Data for this task.

_ _ _ _

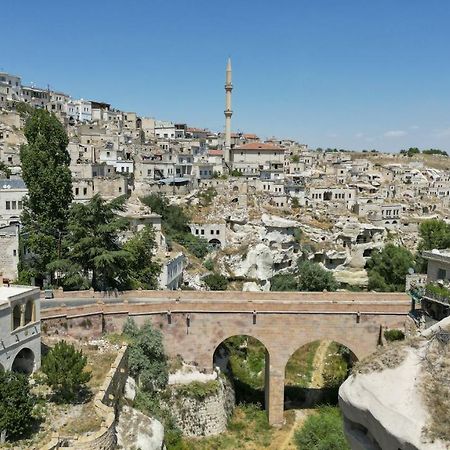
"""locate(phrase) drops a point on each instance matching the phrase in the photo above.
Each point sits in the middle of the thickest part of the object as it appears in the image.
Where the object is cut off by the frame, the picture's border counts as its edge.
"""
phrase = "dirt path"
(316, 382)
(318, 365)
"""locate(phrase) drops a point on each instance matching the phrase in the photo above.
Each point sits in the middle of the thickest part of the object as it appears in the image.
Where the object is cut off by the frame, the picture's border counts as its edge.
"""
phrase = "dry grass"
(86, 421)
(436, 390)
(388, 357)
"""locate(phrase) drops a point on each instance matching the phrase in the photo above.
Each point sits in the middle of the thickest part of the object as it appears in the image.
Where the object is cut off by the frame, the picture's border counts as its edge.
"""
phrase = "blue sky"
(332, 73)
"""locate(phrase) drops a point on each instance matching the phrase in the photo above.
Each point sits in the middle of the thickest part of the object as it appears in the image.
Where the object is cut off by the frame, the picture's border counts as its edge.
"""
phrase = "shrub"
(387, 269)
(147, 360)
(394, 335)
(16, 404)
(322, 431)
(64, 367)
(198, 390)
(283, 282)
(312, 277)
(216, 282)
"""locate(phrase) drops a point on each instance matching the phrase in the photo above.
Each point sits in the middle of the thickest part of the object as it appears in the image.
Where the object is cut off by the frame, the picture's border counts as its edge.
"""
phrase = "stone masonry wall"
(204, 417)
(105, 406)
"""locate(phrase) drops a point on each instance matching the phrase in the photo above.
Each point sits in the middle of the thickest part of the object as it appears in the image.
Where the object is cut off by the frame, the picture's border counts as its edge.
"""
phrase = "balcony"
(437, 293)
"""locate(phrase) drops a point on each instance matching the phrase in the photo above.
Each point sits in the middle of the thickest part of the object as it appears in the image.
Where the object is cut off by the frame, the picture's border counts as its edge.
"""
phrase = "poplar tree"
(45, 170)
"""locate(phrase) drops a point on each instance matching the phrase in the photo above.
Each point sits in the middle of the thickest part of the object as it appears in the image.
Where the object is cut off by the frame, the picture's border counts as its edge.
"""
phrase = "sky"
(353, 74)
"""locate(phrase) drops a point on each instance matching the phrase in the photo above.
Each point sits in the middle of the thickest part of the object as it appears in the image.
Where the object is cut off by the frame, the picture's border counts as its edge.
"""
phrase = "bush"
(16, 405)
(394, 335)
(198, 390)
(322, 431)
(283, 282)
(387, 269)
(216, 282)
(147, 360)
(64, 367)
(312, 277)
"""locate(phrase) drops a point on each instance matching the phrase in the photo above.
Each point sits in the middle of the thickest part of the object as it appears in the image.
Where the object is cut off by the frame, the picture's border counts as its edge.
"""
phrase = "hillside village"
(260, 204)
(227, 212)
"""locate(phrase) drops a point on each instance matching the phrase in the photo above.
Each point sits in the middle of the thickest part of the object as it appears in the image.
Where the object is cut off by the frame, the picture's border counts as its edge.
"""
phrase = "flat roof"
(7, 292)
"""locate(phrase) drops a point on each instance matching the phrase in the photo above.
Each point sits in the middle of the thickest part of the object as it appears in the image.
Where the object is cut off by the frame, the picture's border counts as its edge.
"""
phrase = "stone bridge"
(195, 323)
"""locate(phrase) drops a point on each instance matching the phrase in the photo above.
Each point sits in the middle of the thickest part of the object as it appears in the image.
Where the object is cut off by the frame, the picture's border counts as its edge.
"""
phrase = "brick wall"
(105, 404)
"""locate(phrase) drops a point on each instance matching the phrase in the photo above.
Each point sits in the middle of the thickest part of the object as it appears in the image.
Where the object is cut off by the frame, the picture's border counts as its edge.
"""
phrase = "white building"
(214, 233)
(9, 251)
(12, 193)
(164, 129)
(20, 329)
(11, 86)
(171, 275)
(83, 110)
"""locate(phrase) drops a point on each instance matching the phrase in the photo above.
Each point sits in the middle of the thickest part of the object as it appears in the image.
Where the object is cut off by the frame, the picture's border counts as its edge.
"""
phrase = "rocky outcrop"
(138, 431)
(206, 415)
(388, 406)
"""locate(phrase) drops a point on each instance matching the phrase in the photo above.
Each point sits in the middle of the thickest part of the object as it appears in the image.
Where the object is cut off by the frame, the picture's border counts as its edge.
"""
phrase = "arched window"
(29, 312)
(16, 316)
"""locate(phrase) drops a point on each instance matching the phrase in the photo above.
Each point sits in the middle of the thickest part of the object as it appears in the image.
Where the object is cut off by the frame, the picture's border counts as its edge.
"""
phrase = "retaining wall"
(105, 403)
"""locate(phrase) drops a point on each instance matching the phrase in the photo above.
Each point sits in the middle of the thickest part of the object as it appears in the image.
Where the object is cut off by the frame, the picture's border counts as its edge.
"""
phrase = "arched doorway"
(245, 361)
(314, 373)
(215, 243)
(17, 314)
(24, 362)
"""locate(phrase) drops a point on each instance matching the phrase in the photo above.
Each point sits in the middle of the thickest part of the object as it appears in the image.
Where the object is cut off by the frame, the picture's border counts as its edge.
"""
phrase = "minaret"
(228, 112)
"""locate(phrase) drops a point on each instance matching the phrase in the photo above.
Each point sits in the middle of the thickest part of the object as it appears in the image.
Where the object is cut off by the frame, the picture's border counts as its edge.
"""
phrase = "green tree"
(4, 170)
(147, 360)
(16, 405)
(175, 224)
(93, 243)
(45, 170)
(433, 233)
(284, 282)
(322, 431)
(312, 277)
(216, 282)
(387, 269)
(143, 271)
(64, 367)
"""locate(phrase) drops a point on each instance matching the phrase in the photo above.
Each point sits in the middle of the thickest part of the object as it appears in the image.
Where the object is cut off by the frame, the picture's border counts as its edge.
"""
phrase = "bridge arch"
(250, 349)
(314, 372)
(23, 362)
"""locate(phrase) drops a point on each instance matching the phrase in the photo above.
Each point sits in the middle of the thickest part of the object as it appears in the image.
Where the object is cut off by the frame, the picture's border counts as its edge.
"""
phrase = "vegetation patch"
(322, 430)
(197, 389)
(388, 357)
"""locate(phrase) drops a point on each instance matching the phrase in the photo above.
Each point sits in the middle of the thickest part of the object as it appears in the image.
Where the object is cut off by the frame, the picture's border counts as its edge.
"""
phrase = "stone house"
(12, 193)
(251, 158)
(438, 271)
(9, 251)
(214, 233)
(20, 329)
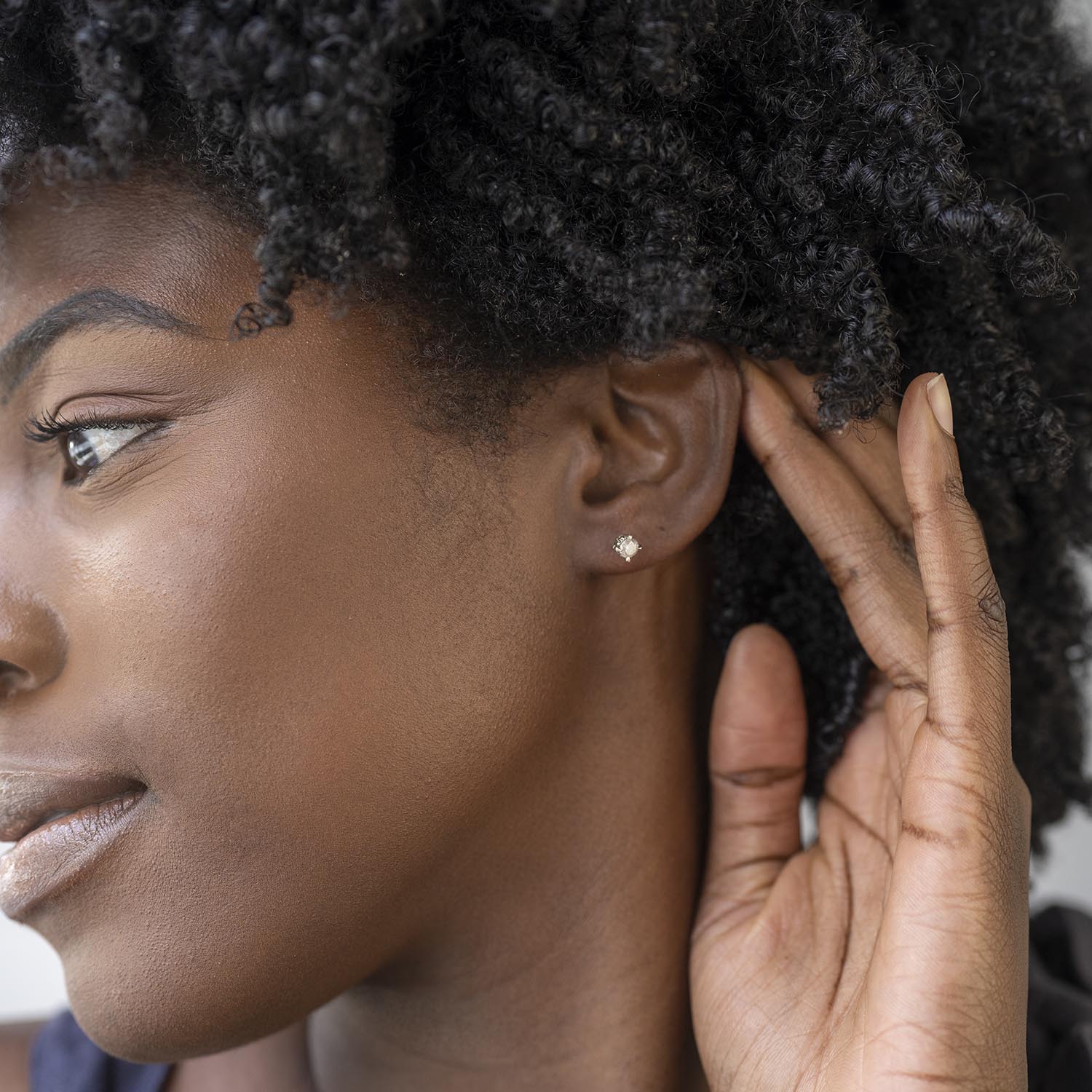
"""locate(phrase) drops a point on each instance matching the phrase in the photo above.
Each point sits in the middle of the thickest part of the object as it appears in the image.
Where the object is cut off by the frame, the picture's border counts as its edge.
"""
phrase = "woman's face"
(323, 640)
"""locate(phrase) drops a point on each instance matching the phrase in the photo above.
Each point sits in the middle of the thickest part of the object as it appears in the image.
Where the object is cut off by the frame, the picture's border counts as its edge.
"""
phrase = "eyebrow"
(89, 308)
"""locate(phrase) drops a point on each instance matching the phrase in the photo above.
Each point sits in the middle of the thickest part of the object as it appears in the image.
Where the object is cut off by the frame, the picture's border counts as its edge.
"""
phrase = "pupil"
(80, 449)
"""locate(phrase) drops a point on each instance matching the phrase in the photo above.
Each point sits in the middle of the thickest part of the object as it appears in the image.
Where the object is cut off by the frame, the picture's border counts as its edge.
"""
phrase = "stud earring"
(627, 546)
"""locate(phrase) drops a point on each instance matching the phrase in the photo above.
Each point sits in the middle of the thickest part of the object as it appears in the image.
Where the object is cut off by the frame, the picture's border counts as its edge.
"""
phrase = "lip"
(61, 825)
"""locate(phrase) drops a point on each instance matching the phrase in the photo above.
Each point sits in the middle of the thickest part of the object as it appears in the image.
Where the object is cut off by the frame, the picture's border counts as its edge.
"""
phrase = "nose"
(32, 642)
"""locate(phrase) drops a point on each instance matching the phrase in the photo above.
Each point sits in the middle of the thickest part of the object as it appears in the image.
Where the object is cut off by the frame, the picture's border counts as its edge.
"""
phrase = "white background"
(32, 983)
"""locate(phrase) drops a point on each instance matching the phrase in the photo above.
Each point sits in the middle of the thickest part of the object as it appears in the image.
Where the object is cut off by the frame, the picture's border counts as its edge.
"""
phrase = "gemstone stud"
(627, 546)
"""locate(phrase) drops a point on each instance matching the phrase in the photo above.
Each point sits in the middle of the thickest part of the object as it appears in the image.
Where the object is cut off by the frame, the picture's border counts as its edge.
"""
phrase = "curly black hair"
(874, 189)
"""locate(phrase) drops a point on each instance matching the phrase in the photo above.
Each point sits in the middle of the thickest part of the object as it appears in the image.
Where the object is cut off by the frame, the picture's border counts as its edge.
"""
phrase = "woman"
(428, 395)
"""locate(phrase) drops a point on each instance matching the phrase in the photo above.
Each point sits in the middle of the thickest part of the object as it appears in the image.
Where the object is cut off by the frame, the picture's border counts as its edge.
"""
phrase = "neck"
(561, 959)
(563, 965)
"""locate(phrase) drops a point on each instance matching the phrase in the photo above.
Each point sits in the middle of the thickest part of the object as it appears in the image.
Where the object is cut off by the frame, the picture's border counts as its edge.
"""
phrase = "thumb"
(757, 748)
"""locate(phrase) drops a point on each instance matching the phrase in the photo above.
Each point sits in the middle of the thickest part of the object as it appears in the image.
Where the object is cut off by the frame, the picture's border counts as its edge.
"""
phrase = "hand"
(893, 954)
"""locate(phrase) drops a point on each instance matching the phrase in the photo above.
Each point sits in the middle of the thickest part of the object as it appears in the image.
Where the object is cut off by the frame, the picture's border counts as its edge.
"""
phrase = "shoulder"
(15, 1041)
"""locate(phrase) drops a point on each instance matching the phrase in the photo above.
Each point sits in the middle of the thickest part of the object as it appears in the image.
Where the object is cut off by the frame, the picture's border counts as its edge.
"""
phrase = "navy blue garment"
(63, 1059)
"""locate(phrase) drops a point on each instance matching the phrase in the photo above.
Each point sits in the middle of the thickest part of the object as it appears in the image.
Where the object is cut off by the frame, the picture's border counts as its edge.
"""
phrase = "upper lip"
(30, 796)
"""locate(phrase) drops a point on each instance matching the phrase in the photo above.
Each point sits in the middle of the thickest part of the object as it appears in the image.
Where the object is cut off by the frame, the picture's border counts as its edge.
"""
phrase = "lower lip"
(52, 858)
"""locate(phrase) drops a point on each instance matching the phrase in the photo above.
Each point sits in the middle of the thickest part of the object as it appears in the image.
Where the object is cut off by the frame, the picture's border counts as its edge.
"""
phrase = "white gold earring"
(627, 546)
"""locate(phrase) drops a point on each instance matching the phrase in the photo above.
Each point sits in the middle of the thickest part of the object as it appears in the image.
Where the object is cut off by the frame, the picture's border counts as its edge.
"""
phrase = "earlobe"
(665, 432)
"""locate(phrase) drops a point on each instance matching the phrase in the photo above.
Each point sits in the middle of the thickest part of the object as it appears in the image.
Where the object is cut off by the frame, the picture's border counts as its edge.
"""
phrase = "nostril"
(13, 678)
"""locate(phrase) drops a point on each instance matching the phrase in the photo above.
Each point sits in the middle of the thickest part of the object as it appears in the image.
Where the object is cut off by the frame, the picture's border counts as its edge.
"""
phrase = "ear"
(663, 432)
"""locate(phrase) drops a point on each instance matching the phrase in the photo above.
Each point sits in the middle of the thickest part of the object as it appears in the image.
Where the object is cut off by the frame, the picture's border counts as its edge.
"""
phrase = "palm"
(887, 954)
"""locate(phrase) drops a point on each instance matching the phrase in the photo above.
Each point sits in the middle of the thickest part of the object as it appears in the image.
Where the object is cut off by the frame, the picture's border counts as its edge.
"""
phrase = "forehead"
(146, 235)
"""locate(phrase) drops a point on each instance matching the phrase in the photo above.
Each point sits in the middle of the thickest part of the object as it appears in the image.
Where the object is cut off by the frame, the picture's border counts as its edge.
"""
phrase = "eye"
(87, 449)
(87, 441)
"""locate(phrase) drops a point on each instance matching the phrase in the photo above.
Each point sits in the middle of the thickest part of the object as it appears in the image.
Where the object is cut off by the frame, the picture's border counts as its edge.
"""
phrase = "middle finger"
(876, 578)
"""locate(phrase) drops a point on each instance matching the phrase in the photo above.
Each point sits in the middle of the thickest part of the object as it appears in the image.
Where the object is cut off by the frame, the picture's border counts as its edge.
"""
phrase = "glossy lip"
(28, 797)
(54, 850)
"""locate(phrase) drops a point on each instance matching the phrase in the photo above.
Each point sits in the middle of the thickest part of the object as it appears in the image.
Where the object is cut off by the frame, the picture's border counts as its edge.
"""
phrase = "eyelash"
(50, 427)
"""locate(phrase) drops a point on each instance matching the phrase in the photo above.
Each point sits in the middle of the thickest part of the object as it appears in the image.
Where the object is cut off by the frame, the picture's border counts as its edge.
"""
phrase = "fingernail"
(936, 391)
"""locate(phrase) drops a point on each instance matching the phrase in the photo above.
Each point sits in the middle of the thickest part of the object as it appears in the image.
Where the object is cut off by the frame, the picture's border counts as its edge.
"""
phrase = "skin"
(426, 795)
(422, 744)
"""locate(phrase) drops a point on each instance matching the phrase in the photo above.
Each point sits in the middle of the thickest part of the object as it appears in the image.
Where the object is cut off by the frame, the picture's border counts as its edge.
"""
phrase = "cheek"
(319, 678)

_ _ _ _

Your objective. Please list every line of the rows above that contains the string "earring", copying each one in full.

Problem solution.
phrase = "stud earring"
phrase = "white gold earring"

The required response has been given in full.